Items:
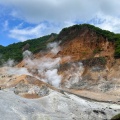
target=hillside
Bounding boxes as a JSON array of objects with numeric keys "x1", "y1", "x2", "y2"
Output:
[
  {"x1": 0, "y1": 24, "x2": 120, "y2": 63},
  {"x1": 0, "y1": 24, "x2": 120, "y2": 120}
]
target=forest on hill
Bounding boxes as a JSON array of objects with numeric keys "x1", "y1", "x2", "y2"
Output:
[{"x1": 0, "y1": 24, "x2": 120, "y2": 64}]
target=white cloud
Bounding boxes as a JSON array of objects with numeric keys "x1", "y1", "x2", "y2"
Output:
[
  {"x1": 91, "y1": 13, "x2": 120, "y2": 33},
  {"x1": 0, "y1": 0, "x2": 120, "y2": 41}
]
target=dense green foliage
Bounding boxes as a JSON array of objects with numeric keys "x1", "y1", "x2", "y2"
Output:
[
  {"x1": 0, "y1": 24, "x2": 120, "y2": 64},
  {"x1": 0, "y1": 33, "x2": 57, "y2": 63}
]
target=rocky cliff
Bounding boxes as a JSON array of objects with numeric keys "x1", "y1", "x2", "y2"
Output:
[{"x1": 0, "y1": 24, "x2": 120, "y2": 120}]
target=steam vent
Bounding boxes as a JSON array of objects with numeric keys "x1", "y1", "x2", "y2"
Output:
[{"x1": 0, "y1": 24, "x2": 120, "y2": 120}]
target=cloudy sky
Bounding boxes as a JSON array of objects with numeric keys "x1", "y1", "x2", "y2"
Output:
[{"x1": 0, "y1": 0, "x2": 120, "y2": 46}]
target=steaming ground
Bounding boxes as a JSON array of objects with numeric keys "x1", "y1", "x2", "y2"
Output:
[{"x1": 0, "y1": 43, "x2": 120, "y2": 120}]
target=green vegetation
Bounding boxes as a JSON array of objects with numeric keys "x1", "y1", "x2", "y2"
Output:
[
  {"x1": 0, "y1": 33, "x2": 57, "y2": 64},
  {"x1": 0, "y1": 24, "x2": 120, "y2": 64},
  {"x1": 111, "y1": 114, "x2": 120, "y2": 120}
]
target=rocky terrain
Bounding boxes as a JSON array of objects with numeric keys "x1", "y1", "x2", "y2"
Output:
[{"x1": 0, "y1": 25, "x2": 120, "y2": 120}]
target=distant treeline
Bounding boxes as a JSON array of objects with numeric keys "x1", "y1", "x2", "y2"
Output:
[{"x1": 0, "y1": 24, "x2": 120, "y2": 64}]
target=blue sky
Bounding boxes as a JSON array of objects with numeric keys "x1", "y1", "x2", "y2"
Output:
[{"x1": 0, "y1": 0, "x2": 120, "y2": 46}]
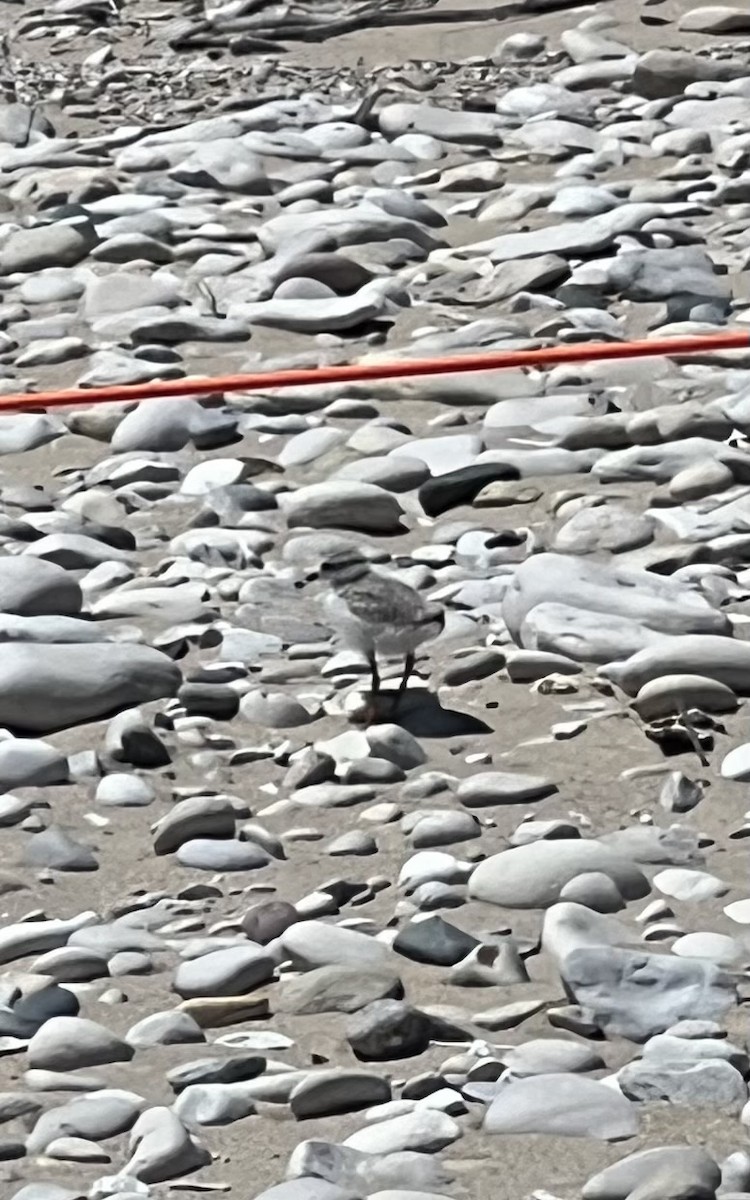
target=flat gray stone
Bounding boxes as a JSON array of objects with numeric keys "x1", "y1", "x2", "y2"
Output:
[
  {"x1": 582, "y1": 1145, "x2": 721, "y2": 1200},
  {"x1": 562, "y1": 946, "x2": 737, "y2": 1042},
  {"x1": 469, "y1": 839, "x2": 649, "y2": 908},
  {"x1": 173, "y1": 944, "x2": 275, "y2": 1000},
  {"x1": 0, "y1": 642, "x2": 181, "y2": 733},
  {"x1": 456, "y1": 770, "x2": 557, "y2": 809},
  {"x1": 278, "y1": 920, "x2": 392, "y2": 971},
  {"x1": 26, "y1": 1016, "x2": 133, "y2": 1070},
  {"x1": 482, "y1": 1074, "x2": 638, "y2": 1141}
]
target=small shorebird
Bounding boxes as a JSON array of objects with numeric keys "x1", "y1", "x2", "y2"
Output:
[{"x1": 319, "y1": 550, "x2": 445, "y2": 713}]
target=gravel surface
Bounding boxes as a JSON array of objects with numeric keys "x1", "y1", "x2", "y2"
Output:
[{"x1": 0, "y1": 0, "x2": 750, "y2": 1200}]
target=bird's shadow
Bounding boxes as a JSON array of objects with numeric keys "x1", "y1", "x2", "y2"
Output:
[{"x1": 362, "y1": 688, "x2": 492, "y2": 738}]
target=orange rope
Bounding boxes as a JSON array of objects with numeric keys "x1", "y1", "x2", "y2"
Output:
[{"x1": 0, "y1": 331, "x2": 750, "y2": 412}]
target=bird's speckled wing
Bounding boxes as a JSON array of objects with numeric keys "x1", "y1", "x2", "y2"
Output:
[{"x1": 338, "y1": 571, "x2": 425, "y2": 628}]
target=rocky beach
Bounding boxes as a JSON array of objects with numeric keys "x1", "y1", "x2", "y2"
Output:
[{"x1": 0, "y1": 0, "x2": 750, "y2": 1200}]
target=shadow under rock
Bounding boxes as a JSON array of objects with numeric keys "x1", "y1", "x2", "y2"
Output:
[{"x1": 380, "y1": 688, "x2": 492, "y2": 738}]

What to work on: Pictures are not part of the copy; reproduce everything else in the records exactly.

Final result:
target=hillside
Bounding boxes as a JSON array of objects with numeric keys "x1", "y1", "x2", "y2"
Output:
[
  {"x1": 0, "y1": 24, "x2": 120, "y2": 63},
  {"x1": 0, "y1": 24, "x2": 120, "y2": 120}
]
target=forest on hill
Bounding boxes as a JSON array of objects with numeric keys "x1", "y1", "x2", "y2"
Output:
[{"x1": 0, "y1": 24, "x2": 120, "y2": 64}]
target=white cloud
Bounding boxes as a JSON array of objects with numeric keys "x1", "y1", "x2", "y2"
Output:
[
  {"x1": 91, "y1": 13, "x2": 120, "y2": 33},
  {"x1": 0, "y1": 0, "x2": 120, "y2": 41}
]
target=dense green foliage
Bounding boxes as a JSON array of objects with numeric keys "x1", "y1", "x2", "y2"
Output:
[
  {"x1": 0, "y1": 24, "x2": 120, "y2": 64},
  {"x1": 0, "y1": 33, "x2": 57, "y2": 63}
]
target=rocky cliff
Bounding boxes as a JSON array of objects with numeric keys "x1", "y1", "x2", "y2"
Output:
[{"x1": 0, "y1": 24, "x2": 120, "y2": 120}]
target=steam vent
Bounding boxes as a JSON array of objects with numeric keys "x1", "y1", "x2", "y2"
Output:
[{"x1": 0, "y1": 24, "x2": 120, "y2": 120}]
target=cloudy sky
Bounding boxes as a JSON array of objects with numeric keys "x1", "y1", "x2", "y2"
Output:
[{"x1": 0, "y1": 0, "x2": 120, "y2": 46}]
target=steaming ground
Bounding boxes as a JSON array of objects with numeric keys "x1", "y1", "x2", "y2"
Output:
[{"x1": 0, "y1": 43, "x2": 120, "y2": 120}]
target=green vegetation
Bounding boxes as a JSON array of objects with numeric keys "x1", "y1", "x2", "y2"
Output:
[
  {"x1": 0, "y1": 33, "x2": 57, "y2": 64},
  {"x1": 0, "y1": 24, "x2": 120, "y2": 64},
  {"x1": 111, "y1": 114, "x2": 120, "y2": 120}
]
target=rocky terrain
Bounding boxes as a JSON array of objects with numeric keys "x1", "y1", "x2", "y2"
Output:
[{"x1": 0, "y1": 25, "x2": 120, "y2": 120}]
target=distant treeline
Bounding boxes as a JSON array of objects with numeric keys "x1", "y1", "x2", "y2"
Output:
[{"x1": 0, "y1": 24, "x2": 120, "y2": 64}]
target=blue sky
Bounding boxes as a JSON array of objects with numeric keys "x1", "y1", "x2", "y2"
Output:
[{"x1": 0, "y1": 0, "x2": 120, "y2": 46}]
target=flat gray stone
Bounding boxes as a JSON array of objects with numeric keys "x1", "y1", "x2", "y2"
Output:
[
  {"x1": 582, "y1": 1145, "x2": 721, "y2": 1200},
  {"x1": 562, "y1": 946, "x2": 737, "y2": 1042},
  {"x1": 469, "y1": 839, "x2": 649, "y2": 908},
  {"x1": 173, "y1": 944, "x2": 275, "y2": 1000},
  {"x1": 0, "y1": 642, "x2": 181, "y2": 733},
  {"x1": 456, "y1": 770, "x2": 557, "y2": 809},
  {"x1": 278, "y1": 920, "x2": 392, "y2": 971},
  {"x1": 26, "y1": 1016, "x2": 133, "y2": 1070},
  {"x1": 482, "y1": 1074, "x2": 638, "y2": 1141}
]
target=small shorebird
Bounding boxes as a JSON array of objects with numeric keys "x1", "y1", "x2", "y2"
Output:
[{"x1": 319, "y1": 550, "x2": 445, "y2": 713}]
target=gravel surface
Bounding boxes as a JSON array of objects with numeric keys "x1", "y1", "x2", "y2"
Output:
[{"x1": 0, "y1": 0, "x2": 750, "y2": 1200}]
target=bird's shadow
Bounding boxes as a JSON array of objects with numeric keys "x1", "y1", "x2", "y2"
Output:
[{"x1": 362, "y1": 688, "x2": 492, "y2": 738}]
target=orange rope
Bounding boxes as a JSON array of objects with numeric keys "x1", "y1", "x2", "y2"
Output:
[{"x1": 0, "y1": 331, "x2": 750, "y2": 412}]
target=bird's speckled wing
Bounding boxes as a JSON array of objects with numeric keys "x1", "y1", "x2", "y2"
Output:
[{"x1": 338, "y1": 571, "x2": 425, "y2": 628}]
target=rocky beach
Bounding boxes as a JSON array of objects with numeric keys "x1", "y1", "x2", "y2"
Output:
[{"x1": 0, "y1": 0, "x2": 750, "y2": 1200}]
target=shadow under rock
Bounding boxes as a JSON array of objects with numeric keys "x1", "y1", "x2", "y2"
Output:
[{"x1": 380, "y1": 688, "x2": 492, "y2": 738}]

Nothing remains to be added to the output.